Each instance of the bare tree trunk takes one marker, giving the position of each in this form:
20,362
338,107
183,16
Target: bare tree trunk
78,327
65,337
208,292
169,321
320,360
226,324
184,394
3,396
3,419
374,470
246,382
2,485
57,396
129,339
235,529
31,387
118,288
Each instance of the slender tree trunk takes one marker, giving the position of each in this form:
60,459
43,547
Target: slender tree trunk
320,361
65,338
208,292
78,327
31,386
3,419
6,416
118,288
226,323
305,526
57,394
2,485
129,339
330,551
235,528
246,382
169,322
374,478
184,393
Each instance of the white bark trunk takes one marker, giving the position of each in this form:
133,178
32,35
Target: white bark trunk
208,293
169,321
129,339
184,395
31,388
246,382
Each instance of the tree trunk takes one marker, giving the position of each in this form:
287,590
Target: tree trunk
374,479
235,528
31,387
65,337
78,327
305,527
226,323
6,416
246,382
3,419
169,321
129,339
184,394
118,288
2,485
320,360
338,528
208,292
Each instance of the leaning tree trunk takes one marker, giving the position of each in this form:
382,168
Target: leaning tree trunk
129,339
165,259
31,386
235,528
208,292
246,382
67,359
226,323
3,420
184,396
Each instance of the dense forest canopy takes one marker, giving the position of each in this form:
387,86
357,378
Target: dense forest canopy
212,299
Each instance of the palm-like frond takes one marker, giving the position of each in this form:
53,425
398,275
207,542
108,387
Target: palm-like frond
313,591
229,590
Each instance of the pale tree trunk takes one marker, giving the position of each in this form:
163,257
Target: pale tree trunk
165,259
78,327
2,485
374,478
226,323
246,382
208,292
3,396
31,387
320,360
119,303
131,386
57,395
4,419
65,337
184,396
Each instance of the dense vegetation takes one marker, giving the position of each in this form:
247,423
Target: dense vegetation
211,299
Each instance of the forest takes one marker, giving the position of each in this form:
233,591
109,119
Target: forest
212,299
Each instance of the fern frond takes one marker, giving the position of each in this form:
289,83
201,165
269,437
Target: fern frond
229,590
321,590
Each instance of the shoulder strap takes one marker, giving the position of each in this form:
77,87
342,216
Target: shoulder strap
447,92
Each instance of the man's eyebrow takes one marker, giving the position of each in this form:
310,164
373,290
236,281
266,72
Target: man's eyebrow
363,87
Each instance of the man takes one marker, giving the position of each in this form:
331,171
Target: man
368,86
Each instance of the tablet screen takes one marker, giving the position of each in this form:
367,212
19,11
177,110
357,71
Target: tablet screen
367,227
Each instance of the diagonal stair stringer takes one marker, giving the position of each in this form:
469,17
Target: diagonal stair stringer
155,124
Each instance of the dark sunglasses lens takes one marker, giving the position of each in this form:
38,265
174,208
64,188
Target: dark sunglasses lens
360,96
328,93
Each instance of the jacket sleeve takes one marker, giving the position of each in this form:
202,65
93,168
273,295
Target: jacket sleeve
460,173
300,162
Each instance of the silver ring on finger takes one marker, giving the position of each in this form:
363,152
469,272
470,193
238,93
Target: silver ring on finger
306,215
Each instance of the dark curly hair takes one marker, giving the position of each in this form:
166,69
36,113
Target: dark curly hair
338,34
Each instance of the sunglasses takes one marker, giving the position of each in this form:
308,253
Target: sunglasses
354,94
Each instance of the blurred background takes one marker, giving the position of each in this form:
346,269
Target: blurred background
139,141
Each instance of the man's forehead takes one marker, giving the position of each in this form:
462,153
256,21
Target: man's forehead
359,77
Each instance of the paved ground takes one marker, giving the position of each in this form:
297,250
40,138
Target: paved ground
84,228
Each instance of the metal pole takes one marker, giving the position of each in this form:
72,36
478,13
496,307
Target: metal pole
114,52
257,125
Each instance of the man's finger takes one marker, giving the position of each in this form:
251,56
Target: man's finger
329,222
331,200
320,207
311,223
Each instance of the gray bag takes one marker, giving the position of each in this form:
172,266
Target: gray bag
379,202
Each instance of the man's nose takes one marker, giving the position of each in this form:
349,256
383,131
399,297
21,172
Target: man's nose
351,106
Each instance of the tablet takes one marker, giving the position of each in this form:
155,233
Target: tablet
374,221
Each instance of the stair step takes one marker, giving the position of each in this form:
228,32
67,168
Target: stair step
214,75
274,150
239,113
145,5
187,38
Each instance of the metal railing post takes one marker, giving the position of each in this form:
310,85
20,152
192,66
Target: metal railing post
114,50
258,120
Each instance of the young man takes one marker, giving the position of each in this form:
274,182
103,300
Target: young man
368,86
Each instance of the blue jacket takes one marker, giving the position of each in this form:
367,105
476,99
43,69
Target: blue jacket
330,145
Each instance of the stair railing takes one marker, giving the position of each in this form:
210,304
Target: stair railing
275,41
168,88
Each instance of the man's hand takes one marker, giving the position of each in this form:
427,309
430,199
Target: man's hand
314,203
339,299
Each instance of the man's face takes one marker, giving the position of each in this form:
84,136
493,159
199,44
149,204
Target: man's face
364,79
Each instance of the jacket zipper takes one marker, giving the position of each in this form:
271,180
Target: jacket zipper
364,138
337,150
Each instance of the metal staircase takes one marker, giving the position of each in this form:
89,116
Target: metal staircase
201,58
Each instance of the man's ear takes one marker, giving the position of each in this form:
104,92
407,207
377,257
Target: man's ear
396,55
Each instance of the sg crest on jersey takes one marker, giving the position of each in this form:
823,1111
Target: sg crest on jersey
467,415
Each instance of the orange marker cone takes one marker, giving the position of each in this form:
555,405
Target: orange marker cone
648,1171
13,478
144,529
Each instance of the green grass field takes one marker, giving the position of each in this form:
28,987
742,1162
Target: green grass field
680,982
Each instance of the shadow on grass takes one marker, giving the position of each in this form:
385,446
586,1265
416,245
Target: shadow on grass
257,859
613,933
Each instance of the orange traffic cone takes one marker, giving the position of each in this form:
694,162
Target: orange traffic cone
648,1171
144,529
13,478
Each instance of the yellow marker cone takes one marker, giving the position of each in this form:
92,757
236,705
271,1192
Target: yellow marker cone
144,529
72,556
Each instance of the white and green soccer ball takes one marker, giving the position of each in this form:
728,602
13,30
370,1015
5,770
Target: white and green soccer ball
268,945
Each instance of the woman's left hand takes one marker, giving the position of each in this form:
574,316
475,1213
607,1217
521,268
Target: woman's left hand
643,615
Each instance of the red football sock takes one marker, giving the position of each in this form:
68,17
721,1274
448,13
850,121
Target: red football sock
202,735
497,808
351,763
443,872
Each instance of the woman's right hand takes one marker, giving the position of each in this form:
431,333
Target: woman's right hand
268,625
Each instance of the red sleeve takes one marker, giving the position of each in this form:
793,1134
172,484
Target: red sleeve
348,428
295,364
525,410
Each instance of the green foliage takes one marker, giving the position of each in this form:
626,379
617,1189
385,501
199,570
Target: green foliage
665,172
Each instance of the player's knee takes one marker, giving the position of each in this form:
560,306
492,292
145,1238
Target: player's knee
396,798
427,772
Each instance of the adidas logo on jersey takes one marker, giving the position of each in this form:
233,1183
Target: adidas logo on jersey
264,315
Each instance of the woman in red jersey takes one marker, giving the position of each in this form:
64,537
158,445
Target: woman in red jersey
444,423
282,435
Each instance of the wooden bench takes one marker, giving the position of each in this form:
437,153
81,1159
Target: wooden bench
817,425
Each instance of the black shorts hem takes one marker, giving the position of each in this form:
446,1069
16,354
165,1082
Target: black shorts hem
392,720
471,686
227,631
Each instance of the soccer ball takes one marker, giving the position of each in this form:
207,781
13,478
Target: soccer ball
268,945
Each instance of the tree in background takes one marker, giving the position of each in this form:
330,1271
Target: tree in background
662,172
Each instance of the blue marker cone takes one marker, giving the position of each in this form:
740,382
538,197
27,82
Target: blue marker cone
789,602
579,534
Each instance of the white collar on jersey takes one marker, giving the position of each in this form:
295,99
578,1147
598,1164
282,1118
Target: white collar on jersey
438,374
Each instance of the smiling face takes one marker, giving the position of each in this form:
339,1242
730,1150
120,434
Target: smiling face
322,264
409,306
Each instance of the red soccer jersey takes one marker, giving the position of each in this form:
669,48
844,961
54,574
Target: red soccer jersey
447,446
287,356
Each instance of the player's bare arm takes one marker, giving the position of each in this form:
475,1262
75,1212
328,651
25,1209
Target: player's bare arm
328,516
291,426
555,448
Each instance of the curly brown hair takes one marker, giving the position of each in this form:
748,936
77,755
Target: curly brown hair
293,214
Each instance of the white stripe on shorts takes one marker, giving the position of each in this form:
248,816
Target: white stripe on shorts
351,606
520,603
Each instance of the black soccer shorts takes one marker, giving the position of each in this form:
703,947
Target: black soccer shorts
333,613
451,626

· · ·

◆ WORK TO COMPLETE
Starting with the line that contains "Each instance of the woman in", print each line through the last one in the listing. Include both end lines and add nothing.

◆ EXERCISE OUTPUT
Each instance of the woman in red jersey takes one marker, giving the position of each in this form:
64,537
158,445
Target: woman in red jersey
444,423
282,435
Each instance of the wooden bench takes one marker, giving the position of each in this form:
437,153
81,1159
Target: wooden bench
817,425
Each instance of the black shorts hem takes one marker, giving the position of each in this form:
446,1069
16,354
165,1082
Target: black shorts hem
392,720
471,686
227,631
Each instance of the soccer ball takes one marker, giving the position of each in this form:
207,781
13,478
Target: soccer ball
268,945
Each instance of the tree in background takes one marker, giving the position of each in this form:
330,1271
Target: tree in background
662,172
Each instance of the blue marker cone takes one marker, giving the position of each in this form:
740,382
538,197
27,82
Target: blue marker cone
789,602
579,534
Each instance of the white collar on jersey takes one marker, giving the position of each in this form:
295,99
578,1147
598,1164
282,1118
Target: white collar on jersey
438,374
Each instance of the smiling face takes one marker, giving the position of each in this form:
339,1242
730,1150
120,434
Target: smiling face
322,264
409,306
Each instance of the red soccer jersey takes one marker, giving the position of each in this form:
669,48
844,961
54,574
Target: red soccer jersey
447,446
287,356
Each instance of the player's bare arm takes one marker, giving the position of each in this form:
475,1262
75,1212
328,651
25,1209
Target: player's bare arm
328,516
291,426
555,448
Each instance of the curly brown hair takes one marker, giving the position of each in this form:
748,936
77,755
Target: curly brown hair
293,214
Each instance of the white stripe on shorts takes one marker, giving the position of each in this form:
248,816
Target: white stripe on shorts
351,606
520,603
Each instance of the black soccer shorts takes one marker, giving the position of each in this form:
703,947
Target: black soccer shorts
333,613
451,626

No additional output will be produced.